- [INSTRUCTION] Reproduce every line of the listing below word for word, omitting the pictures from your answer.

- [DATA EXTRACT]
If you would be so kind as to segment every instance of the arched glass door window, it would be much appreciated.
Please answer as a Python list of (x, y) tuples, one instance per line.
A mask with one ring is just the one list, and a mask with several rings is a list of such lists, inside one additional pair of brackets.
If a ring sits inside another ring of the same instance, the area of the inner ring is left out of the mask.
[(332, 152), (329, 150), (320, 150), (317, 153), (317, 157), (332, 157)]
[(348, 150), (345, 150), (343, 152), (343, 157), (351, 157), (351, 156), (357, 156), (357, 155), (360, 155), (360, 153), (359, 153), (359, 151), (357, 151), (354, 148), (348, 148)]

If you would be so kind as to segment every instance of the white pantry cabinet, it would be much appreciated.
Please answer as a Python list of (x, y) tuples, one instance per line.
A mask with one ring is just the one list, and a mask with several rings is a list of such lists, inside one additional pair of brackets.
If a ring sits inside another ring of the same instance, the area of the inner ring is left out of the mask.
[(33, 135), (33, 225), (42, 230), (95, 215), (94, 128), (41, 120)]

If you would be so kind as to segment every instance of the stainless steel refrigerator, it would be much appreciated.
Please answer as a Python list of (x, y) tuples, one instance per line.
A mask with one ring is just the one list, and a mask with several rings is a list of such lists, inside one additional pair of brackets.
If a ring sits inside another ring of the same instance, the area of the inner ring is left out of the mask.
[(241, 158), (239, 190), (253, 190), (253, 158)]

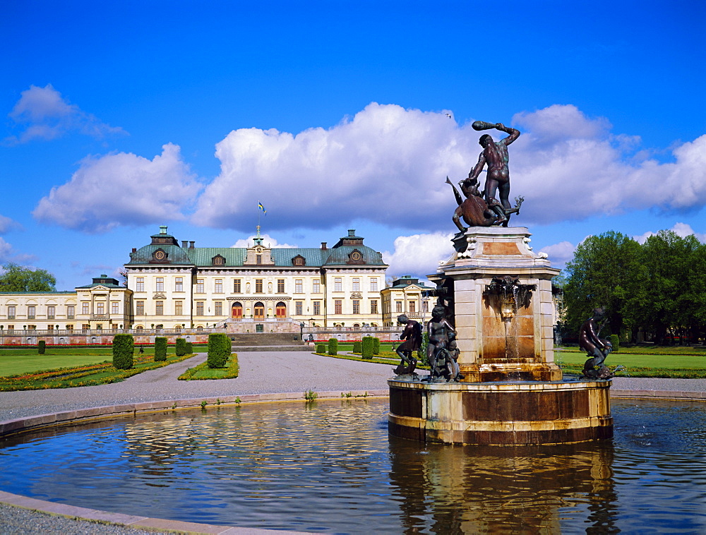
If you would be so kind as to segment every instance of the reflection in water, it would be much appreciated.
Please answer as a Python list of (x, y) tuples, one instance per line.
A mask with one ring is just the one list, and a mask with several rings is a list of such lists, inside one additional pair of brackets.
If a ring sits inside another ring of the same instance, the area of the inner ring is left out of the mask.
[(431, 525), (436, 533), (558, 533), (568, 517), (609, 533), (617, 509), (613, 450), (610, 442), (420, 450), (391, 438), (390, 481), (409, 532)]
[(704, 532), (705, 409), (614, 402), (614, 440), (531, 447), (388, 438), (381, 400), (177, 411), (0, 440), (0, 488), (306, 531)]

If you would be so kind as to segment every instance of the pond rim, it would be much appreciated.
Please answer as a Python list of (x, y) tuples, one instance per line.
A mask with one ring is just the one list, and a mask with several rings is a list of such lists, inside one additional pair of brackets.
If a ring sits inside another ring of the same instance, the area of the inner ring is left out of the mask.
[[(179, 409), (218, 407), (224, 406), (240, 406), (242, 404), (277, 403), (282, 402), (299, 401), (309, 402), (306, 392), (280, 392), (276, 394), (249, 394), (241, 396), (224, 396), (222, 397), (200, 397), (189, 399), (167, 399), (157, 402), (127, 403), (123, 404), (106, 405), (104, 407), (79, 409), (50, 414), (40, 414), (0, 422), (0, 438), (35, 431), (44, 428), (61, 427), (73, 425), (76, 423), (97, 419), (119, 418), (126, 416), (147, 414), (164, 411)], [(388, 389), (378, 390), (333, 390), (316, 392), (316, 399), (381, 399), (389, 397)], [(683, 402), (706, 402), (706, 392), (684, 392), (671, 390), (611, 390), (611, 398), (665, 399)], [(205, 407), (203, 402), (205, 402)], [(48, 515), (61, 516), (76, 520), (92, 523), (114, 524), (136, 529), (144, 529), (162, 532), (179, 532), (186, 534), (229, 534), (232, 535), (248, 535), (268, 534), (300, 534), (301, 531), (282, 531), (274, 529), (259, 529), (257, 528), (220, 526), (211, 524), (198, 524), (181, 520), (169, 520), (160, 518), (135, 516), (123, 513), (110, 512), (97, 509), (88, 509), (44, 500), (37, 500), (28, 496), (0, 491), (0, 503), (28, 509)]]

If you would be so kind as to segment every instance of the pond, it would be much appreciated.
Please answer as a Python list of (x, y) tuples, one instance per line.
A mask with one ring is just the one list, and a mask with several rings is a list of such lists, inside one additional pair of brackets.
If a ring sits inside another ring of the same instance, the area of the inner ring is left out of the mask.
[(706, 532), (706, 404), (613, 400), (615, 438), (389, 438), (387, 400), (209, 407), (0, 440), (0, 488), (85, 507), (321, 533)]

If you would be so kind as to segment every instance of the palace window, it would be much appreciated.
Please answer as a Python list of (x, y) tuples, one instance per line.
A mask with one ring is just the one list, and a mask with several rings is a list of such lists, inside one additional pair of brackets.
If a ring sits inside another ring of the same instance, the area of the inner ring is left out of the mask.
[(275, 309), (275, 315), (277, 318), (286, 318), (287, 317), (287, 305), (285, 305), (282, 301), (277, 303), (277, 308)]

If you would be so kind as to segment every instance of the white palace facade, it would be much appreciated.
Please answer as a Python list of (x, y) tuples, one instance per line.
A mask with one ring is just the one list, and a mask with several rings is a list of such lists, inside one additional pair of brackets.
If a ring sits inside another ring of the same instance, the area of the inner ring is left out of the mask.
[[(382, 325), (382, 255), (349, 230), (333, 247), (196, 247), (161, 227), (125, 265), (135, 329), (299, 332)], [(294, 324), (296, 329), (292, 327)]]
[(258, 227), (249, 247), (196, 247), (162, 226), (132, 250), (123, 284), (102, 275), (71, 291), (0, 293), (0, 344), (109, 343), (126, 330), (395, 339), (397, 315), (424, 318), (429, 289), (409, 276), (385, 288), (388, 266), (363, 241), (349, 230), (332, 247), (270, 248)]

- [ANSWER]
If you would be so kind as to segment every instance of the arched glass door window, it would be much appreciated.
Please answer as a Python list of (x, y) tuples, one instance per line.
A mask with one ring is just the one list, and a mask with several rings is a list of such lists, inside one additional pair of brackets.
If a ring sits inside another ring of the same instance, the area of the inner ring is left out of the mask.
[(332, 152), (329, 150), (320, 150), (317, 153), (317, 157), (332, 157)]
[(348, 150), (345, 150), (343, 152), (343, 157), (351, 157), (351, 156), (357, 156), (357, 155), (360, 155), (360, 153), (359, 153), (359, 151), (357, 151), (354, 148), (348, 148)]

If you would be so kind as to segment every instance of the white pantry cabinet, it would be much appreciated.
Please answer as a Python list of (x, y) tuples, one instance per line.
A mask with one ring is just the one list, and a mask with several rings is a list of such lists, inside one additional pair of brackets.
If a ring sits inside another ring of the same instance, the area of the inner ring is left out of the mask.
[(33, 135), (33, 225), (42, 230), (95, 215), (94, 128), (41, 120)]

If you would be so kind as to segment every instance of the stainless steel refrigerator, it would be much appreciated.
Please answer as a Python list of (x, y) tuples, one instance per line.
A mask with one ring is just the one list, and a mask with several rings is a list of such lists, inside one additional pair of brackets.
If a ring sits inside another ring of the same instance, the area of the inner ring is left out of the mask.
[(241, 158), (239, 190), (253, 190), (253, 158)]

If you would be so kind as to segment every instance of the reflection in water, it would be much appreciated.
Please answer as a Python list of (x, y) tuples, one instance per line.
A mask with one ring is just the one list, and a mask with several rings is a list of such lists, inside one additional pair of brackets.
If a ring sits inside another ring of the same instance, the area of the inner ring is left out of the mask.
[(431, 525), (436, 533), (558, 533), (568, 517), (609, 533), (617, 509), (613, 450), (610, 442), (420, 450), (391, 438), (390, 481), (409, 532)]
[(704, 532), (705, 409), (614, 402), (614, 440), (531, 447), (388, 438), (381, 400), (177, 411), (0, 440), (0, 488), (306, 531)]

If you would be so kind as to segment every instance of the pond rim, it would be much appreciated.
Please answer as a Python list of (x, y) tuples, one instance per line.
A mask with one ring is just the one list, and a mask with several rings is a list of such lists, inside one additional pair of brackets.
If a ring sits inside another ring of the same instance, the area of the inner ring is left out of the mask.
[[(179, 409), (218, 407), (224, 406), (240, 406), (242, 404), (277, 403), (282, 402), (299, 401), (309, 402), (306, 392), (280, 392), (276, 394), (249, 394), (241, 396), (224, 396), (222, 397), (200, 397), (189, 399), (167, 399), (157, 402), (127, 403), (123, 404), (106, 405), (104, 407), (79, 409), (50, 414), (40, 414), (0, 422), (0, 438), (35, 431), (44, 428), (61, 427), (73, 425), (76, 423), (97, 419), (119, 418), (126, 416), (147, 414), (164, 411)], [(388, 389), (378, 390), (333, 390), (316, 392), (316, 399), (381, 399), (389, 397)], [(683, 402), (706, 402), (706, 392), (684, 392), (671, 390), (611, 390), (611, 398), (665, 399)], [(205, 407), (203, 402), (205, 402)], [(48, 515), (61, 516), (76, 520), (92, 523), (114, 524), (136, 529), (144, 529), (162, 532), (179, 532), (186, 534), (229, 534), (232, 535), (248, 535), (268, 534), (300, 534), (301, 531), (282, 531), (274, 529), (259, 529), (257, 528), (220, 526), (211, 524), (198, 524), (181, 520), (169, 520), (160, 518), (135, 516), (123, 513), (110, 512), (97, 509), (88, 509), (44, 500), (37, 500), (28, 496), (0, 491), (0, 503), (28, 509)]]

If you would be so kind as to segment every instance of the pond, it would be much appreciated.
Please answer as a Python list of (x, y) tuples, one instance per line.
A mask with one ring is just the one list, and a mask with several rings is a list of such lists, inside one additional pair of brackets.
If a ring sits inside another ring of the same instance, the area of the inner ring is left out of the mask.
[(706, 532), (706, 404), (613, 400), (615, 438), (389, 438), (387, 400), (209, 407), (0, 440), (0, 488), (85, 507), (321, 533)]

If you would be so kind as to segment every instance of the palace window, it would be much appreciated.
Please answer as a Python list of (x, y) tuples, one instance per line.
A mask with one ring is just the one list, and a mask with several rings is a list of such lists, inside one additional pair of brackets.
If a ring sits inside another ring of the same instance, the area of the inner ring is left out of the mask.
[(275, 309), (275, 315), (277, 318), (286, 318), (287, 317), (287, 305), (285, 305), (282, 301), (277, 303), (277, 308)]

If you would be so kind as to segment every instance of the white palace facade, it would be much appreciated.
Please answer as a Python list of (x, y) tuples, one instance per line.
A mask with one ring is just the one list, and a mask with several rings is a list of such lists, inside one additional pair of brackets.
If a ring sits inside another ring of the same instance, the area of the inner ring is left out of the mask.
[[(382, 325), (382, 255), (349, 230), (333, 247), (196, 247), (161, 227), (125, 265), (135, 329), (299, 332)], [(294, 324), (296, 329), (292, 327)]]
[(258, 227), (249, 247), (196, 247), (162, 226), (132, 250), (123, 284), (102, 275), (71, 291), (0, 293), (0, 344), (109, 343), (126, 330), (395, 339), (397, 315), (424, 318), (429, 289), (409, 276), (385, 288), (388, 266), (363, 241), (349, 230), (332, 247), (270, 248)]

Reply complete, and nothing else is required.